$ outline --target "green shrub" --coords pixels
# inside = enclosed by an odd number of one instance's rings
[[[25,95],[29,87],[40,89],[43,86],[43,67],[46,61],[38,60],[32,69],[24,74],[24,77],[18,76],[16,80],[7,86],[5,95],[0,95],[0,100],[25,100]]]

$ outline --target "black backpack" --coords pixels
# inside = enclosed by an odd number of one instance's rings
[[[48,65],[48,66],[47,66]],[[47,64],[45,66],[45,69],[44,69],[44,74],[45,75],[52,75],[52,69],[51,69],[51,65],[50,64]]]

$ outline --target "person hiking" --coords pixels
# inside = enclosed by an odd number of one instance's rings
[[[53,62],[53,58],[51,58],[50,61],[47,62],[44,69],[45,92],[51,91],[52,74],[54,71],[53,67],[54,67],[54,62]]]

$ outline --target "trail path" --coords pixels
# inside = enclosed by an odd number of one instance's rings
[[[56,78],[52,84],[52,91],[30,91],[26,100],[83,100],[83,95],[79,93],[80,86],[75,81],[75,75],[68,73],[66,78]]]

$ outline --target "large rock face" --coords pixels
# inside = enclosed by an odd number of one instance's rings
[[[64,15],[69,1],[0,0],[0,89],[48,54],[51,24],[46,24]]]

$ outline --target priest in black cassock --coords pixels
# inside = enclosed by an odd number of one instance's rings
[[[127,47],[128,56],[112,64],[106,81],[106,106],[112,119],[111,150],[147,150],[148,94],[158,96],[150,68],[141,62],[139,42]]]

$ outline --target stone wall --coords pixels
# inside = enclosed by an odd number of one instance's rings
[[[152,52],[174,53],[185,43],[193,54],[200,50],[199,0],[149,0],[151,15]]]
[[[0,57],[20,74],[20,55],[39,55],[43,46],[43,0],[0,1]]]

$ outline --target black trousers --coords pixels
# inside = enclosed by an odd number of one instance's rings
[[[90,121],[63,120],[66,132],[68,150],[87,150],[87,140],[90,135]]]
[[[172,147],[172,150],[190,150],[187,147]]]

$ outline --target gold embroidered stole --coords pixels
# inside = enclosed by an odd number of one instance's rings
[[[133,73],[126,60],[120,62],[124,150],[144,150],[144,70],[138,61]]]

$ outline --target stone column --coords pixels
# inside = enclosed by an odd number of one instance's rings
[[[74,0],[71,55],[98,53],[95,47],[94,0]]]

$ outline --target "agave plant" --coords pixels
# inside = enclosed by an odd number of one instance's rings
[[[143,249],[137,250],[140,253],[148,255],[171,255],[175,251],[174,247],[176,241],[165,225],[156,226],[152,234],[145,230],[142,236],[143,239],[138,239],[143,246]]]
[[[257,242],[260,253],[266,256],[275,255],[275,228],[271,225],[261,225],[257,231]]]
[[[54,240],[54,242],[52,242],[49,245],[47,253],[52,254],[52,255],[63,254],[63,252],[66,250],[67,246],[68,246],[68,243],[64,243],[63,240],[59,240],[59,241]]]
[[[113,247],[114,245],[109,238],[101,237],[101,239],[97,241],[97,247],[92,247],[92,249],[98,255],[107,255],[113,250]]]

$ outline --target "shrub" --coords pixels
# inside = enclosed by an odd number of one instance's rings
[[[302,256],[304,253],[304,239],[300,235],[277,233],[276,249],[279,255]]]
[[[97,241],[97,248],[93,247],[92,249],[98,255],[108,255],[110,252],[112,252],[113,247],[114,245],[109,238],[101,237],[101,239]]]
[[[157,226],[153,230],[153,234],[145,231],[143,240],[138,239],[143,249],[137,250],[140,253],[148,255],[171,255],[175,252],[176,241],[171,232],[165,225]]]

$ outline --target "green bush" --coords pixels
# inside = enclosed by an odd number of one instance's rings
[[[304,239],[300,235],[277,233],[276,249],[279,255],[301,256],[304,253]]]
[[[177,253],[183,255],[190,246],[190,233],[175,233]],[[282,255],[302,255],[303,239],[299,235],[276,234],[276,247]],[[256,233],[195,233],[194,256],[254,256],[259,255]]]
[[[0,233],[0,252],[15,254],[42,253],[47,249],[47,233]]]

----

TASK INSTRUCTIONS: Print every row above again, unchanged and character for character.

CORRECT ANSWER:
$ outline --target "green shrub" --coords pixels
# inside = enclosed by an odd number of one instance's rings
[[[25,95],[29,87],[40,89],[43,86],[43,67],[46,61],[38,60],[32,69],[24,74],[24,77],[18,76],[16,80],[7,86],[5,95],[0,95],[0,100],[25,100]]]

$ outline --target "black backpack" --coords pixels
# inside = enclosed by an odd number of one instance's rings
[[[48,65],[48,66],[47,66]],[[47,64],[45,66],[45,69],[44,69],[44,74],[45,75],[52,75],[52,69],[51,69],[51,65],[50,64]]]

$ outline --target "person hiking" --coords pixels
# inside = enclosed by an odd number of one instance's rings
[[[53,62],[53,58],[51,58],[50,61],[47,62],[44,69],[45,92],[51,91],[52,74],[54,71],[53,67],[54,67],[54,62]]]

$ outline --target "trail path" --coords pixels
# inside = enclosed by an odd number of one instance's rings
[[[56,78],[52,84],[52,91],[30,91],[26,100],[83,100],[83,95],[79,93],[80,86],[75,81],[75,75],[68,73],[66,78]]]

$ outline --target "large rock face" --coords pixels
# inside = enclosed by an odd number of one instance's rings
[[[64,15],[69,1],[0,0],[0,89],[48,54],[51,24],[46,24]]]

$ outline --target priest in black cassock --coords pixels
# inside = enclosed by an odd number of one instance's rings
[[[127,47],[128,56],[112,64],[106,81],[106,106],[112,119],[111,150],[147,150],[148,94],[158,96],[150,68],[141,62],[139,42]]]

$ outline --target stone wall --coords pixels
# inside = enclosed by an odd number of one instance's rings
[[[152,52],[174,53],[185,43],[193,54],[200,50],[199,0],[149,0],[151,15]]]
[[[0,57],[20,74],[20,55],[39,55],[43,46],[43,0],[0,1]]]

$ outline --target black trousers --coords pixels
# inside = enclosed by an odd number of one instance's rings
[[[90,121],[63,120],[66,132],[68,150],[87,150],[87,140],[90,135]]]
[[[172,147],[172,150],[190,150],[187,147]]]

$ outline --target gold embroidered stole --coords pixels
# inside = enclosed by an odd number of one instance's rings
[[[133,73],[126,60],[120,62],[124,150],[144,150],[144,70],[138,61]]]

$ outline --target stone column --coords pixels
# inside = enclosed by an odd number of one instance's rings
[[[74,0],[71,55],[98,53],[95,47],[94,0]]]

$ outline --target "agave plant" --coords pixels
# inside = enclosed by an odd number of one instance's rings
[[[143,249],[137,250],[140,253],[148,255],[171,255],[175,251],[174,247],[176,241],[165,225],[156,226],[152,234],[145,230],[142,236],[143,239],[138,239],[143,246]]]
[[[257,242],[260,253],[266,256],[275,255],[275,228],[271,225],[261,225],[257,231]]]
[[[54,240],[54,242],[52,242],[49,245],[47,253],[52,254],[52,255],[63,254],[63,252],[66,250],[67,246],[68,246],[68,243],[64,243],[63,240],[59,240],[59,241]]]
[[[113,247],[114,245],[109,238],[101,237],[101,239],[97,241],[97,247],[92,247],[92,249],[98,255],[107,255],[113,250]]]

$ outline --target "shrub" --coords pixels
# inside = enclosed by an odd number of one instance's rings
[[[302,256],[304,253],[304,239],[300,235],[277,233],[276,249],[279,255]]]
[[[97,241],[97,248],[93,247],[92,249],[98,255],[108,255],[110,252],[112,252],[113,247],[114,245],[109,238],[101,237],[101,239]]]
[[[157,226],[153,230],[153,234],[145,231],[143,240],[138,239],[143,249],[137,250],[140,253],[148,255],[171,255],[175,252],[176,241],[171,232],[165,225]]]

$ outline --target "green bush" --coords pixels
# inside = enclosed by an odd number of one instance's rings
[[[304,239],[300,235],[277,233],[276,249],[279,255],[301,256],[304,253]]]
[[[177,253],[183,255],[190,246],[190,233],[175,233]],[[282,255],[302,255],[303,239],[299,235],[276,234],[276,247]],[[256,233],[195,233],[194,256],[254,256],[259,255]]]
[[[0,233],[0,252],[15,254],[42,253],[47,249],[47,233]]]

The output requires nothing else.